Exercise details: From the data below, retype exactly the lines starting with the one that contains "point(280, 202)" and ending with the one that contains "point(415, 111)", both included.

Exercise data:
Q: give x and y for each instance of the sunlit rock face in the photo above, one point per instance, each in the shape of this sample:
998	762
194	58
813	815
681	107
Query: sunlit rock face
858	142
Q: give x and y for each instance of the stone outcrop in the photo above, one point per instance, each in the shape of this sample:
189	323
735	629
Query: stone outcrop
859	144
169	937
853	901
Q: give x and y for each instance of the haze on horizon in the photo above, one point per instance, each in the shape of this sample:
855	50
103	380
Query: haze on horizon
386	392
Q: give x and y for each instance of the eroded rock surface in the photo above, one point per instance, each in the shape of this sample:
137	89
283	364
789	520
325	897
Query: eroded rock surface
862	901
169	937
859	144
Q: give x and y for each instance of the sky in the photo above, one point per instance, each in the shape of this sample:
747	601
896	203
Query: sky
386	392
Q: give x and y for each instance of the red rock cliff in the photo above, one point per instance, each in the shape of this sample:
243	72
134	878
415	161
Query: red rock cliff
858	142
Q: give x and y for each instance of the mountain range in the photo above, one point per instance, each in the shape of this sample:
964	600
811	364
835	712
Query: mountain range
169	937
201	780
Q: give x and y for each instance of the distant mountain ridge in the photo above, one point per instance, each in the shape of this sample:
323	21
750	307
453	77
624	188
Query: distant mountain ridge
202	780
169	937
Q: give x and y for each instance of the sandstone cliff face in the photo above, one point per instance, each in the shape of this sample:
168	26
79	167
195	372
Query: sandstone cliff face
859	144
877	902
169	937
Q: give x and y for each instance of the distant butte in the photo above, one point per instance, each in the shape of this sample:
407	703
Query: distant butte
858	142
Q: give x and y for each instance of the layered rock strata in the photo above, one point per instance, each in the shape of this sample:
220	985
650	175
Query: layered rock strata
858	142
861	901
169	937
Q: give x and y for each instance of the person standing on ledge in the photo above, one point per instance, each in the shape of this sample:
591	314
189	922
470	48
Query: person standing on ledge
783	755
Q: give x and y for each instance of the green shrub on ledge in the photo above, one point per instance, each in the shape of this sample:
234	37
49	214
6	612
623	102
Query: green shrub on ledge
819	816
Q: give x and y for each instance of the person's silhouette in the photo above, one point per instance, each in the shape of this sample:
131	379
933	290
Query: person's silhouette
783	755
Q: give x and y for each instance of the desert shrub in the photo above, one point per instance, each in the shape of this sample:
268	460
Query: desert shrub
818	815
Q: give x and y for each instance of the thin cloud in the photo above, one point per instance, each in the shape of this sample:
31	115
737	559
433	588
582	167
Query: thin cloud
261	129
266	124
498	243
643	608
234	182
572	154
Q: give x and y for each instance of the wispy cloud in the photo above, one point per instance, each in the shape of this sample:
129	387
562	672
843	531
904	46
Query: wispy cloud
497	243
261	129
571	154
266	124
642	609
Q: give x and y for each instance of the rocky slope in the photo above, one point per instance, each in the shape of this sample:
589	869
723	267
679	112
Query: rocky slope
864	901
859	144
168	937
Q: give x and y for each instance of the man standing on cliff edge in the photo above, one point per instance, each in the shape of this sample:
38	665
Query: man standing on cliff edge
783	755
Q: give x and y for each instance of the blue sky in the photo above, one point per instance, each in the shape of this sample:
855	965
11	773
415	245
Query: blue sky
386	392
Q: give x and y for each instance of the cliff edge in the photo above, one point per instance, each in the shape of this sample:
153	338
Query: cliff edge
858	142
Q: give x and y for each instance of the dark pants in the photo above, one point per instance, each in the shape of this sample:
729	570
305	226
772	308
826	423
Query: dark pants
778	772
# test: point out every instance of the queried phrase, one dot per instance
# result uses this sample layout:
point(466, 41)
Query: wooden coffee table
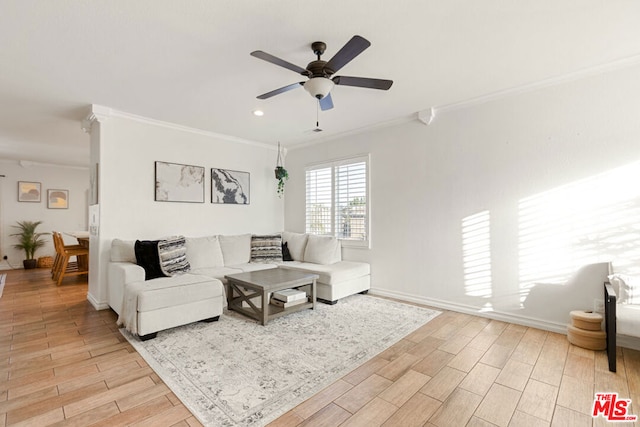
point(243, 287)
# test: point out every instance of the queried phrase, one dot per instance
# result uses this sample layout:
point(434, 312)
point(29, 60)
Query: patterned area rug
point(236, 372)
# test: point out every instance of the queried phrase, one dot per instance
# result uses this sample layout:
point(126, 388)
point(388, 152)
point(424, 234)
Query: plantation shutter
point(351, 201)
point(318, 201)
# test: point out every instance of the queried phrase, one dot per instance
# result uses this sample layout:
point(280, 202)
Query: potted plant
point(281, 173)
point(29, 241)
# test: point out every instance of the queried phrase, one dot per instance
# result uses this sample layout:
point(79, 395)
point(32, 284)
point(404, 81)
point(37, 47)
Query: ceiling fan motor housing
point(319, 87)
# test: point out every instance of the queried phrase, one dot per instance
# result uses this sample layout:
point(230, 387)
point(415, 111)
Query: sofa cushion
point(286, 255)
point(147, 257)
point(217, 272)
point(173, 256)
point(296, 242)
point(331, 274)
point(204, 252)
point(236, 249)
point(253, 266)
point(322, 250)
point(122, 251)
point(179, 290)
point(266, 248)
point(627, 288)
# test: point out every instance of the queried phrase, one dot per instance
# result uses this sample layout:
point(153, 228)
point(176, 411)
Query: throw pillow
point(266, 249)
point(173, 256)
point(122, 251)
point(147, 257)
point(322, 250)
point(297, 242)
point(286, 255)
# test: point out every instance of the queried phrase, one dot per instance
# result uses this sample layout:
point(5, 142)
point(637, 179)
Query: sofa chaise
point(622, 311)
point(148, 301)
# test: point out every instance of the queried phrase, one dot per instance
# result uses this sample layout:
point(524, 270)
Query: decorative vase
point(30, 263)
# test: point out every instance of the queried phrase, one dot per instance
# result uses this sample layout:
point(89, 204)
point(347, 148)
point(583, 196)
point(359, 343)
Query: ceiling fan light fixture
point(319, 87)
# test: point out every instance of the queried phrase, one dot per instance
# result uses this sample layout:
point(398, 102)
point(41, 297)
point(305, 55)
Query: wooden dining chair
point(57, 237)
point(63, 266)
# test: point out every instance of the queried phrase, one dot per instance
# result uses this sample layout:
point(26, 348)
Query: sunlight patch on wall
point(476, 254)
point(588, 221)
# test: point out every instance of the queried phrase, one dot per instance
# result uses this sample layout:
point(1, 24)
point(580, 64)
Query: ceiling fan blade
point(353, 48)
point(326, 103)
point(363, 82)
point(279, 91)
point(277, 61)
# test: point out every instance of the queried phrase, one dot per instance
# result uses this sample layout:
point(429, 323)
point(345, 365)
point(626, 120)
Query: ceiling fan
point(319, 72)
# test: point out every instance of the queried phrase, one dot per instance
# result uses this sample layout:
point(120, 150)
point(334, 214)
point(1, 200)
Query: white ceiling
point(188, 62)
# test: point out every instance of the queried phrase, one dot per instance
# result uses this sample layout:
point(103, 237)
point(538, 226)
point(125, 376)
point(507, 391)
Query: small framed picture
point(229, 186)
point(58, 199)
point(29, 191)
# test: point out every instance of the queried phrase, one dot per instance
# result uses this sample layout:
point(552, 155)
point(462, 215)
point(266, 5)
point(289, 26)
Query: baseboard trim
point(96, 304)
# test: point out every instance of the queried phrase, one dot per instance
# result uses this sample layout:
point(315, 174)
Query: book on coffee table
point(288, 295)
point(282, 304)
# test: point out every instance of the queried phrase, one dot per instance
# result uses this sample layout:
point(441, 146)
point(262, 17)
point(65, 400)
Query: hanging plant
point(281, 173)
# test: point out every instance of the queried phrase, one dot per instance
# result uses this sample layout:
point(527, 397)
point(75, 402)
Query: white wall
point(74, 179)
point(128, 149)
point(483, 158)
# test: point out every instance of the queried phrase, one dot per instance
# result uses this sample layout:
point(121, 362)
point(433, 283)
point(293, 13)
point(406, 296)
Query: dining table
point(81, 236)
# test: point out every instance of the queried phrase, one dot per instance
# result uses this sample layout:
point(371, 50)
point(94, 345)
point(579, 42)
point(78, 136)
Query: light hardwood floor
point(64, 363)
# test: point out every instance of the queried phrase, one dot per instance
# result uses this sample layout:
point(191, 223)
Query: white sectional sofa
point(148, 306)
point(622, 311)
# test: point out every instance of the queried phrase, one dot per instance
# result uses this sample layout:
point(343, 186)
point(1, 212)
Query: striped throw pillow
point(173, 256)
point(266, 249)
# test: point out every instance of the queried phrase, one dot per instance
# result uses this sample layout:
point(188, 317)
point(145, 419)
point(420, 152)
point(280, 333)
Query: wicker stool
point(585, 330)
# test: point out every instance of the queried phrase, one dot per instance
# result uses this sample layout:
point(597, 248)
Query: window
point(337, 202)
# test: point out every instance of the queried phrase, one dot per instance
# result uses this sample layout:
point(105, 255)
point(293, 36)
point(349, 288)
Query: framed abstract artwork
point(230, 187)
point(57, 199)
point(29, 191)
point(179, 183)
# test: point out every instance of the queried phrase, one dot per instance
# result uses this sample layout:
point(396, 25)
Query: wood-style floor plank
point(62, 363)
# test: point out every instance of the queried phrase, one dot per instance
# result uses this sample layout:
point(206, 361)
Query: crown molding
point(101, 113)
point(357, 131)
point(28, 163)
point(98, 114)
point(540, 84)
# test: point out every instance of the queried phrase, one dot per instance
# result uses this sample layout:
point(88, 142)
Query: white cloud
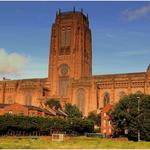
point(137, 13)
point(11, 63)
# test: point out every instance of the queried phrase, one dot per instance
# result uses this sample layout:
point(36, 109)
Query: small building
point(106, 127)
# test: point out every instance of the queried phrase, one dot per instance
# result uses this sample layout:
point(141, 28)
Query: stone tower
point(70, 52)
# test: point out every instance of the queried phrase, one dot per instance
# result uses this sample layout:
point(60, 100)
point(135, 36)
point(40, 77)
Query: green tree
point(53, 103)
point(72, 111)
point(126, 117)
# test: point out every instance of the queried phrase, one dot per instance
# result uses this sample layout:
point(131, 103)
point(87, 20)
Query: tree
point(53, 103)
point(126, 117)
point(96, 118)
point(72, 111)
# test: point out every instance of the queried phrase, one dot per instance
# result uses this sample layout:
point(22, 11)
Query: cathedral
point(70, 78)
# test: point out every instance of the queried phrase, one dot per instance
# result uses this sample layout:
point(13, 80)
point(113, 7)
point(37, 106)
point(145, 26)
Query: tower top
point(72, 14)
point(74, 11)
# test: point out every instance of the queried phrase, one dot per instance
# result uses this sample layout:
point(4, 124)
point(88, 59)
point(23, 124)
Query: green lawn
point(69, 142)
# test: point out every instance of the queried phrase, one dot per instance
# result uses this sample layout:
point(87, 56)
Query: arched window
point(10, 100)
point(106, 98)
point(121, 94)
point(28, 100)
point(139, 92)
point(81, 99)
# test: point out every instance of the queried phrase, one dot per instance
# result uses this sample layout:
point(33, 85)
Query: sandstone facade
point(70, 76)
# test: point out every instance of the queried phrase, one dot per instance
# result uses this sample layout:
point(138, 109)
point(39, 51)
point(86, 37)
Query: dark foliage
point(126, 117)
point(53, 103)
point(72, 111)
point(96, 118)
point(24, 125)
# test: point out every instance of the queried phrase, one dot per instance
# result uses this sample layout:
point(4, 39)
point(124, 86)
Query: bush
point(44, 125)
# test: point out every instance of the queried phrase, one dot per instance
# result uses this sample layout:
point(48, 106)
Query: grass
point(69, 143)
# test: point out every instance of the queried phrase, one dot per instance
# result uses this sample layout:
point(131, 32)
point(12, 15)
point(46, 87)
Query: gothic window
point(63, 86)
point(68, 37)
point(81, 99)
point(63, 70)
point(28, 100)
point(138, 92)
point(10, 100)
point(106, 98)
point(65, 41)
point(121, 94)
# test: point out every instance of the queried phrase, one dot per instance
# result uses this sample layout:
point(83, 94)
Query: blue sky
point(120, 36)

Written reply:
point(280, 202)
Query: potted plant
point(281, 173)
point(29, 241)
# test: point out every instance of the queried phrase, one dot per instance
# result uses this sample layout:
point(79, 395)
point(32, 284)
point(404, 81)
point(37, 47)
Query: ceiling fan motor housing
point(319, 87)
# test: point out every instance of the queried phrase, one dot per instance
# result uses this sample layout:
point(230, 387)
point(415, 111)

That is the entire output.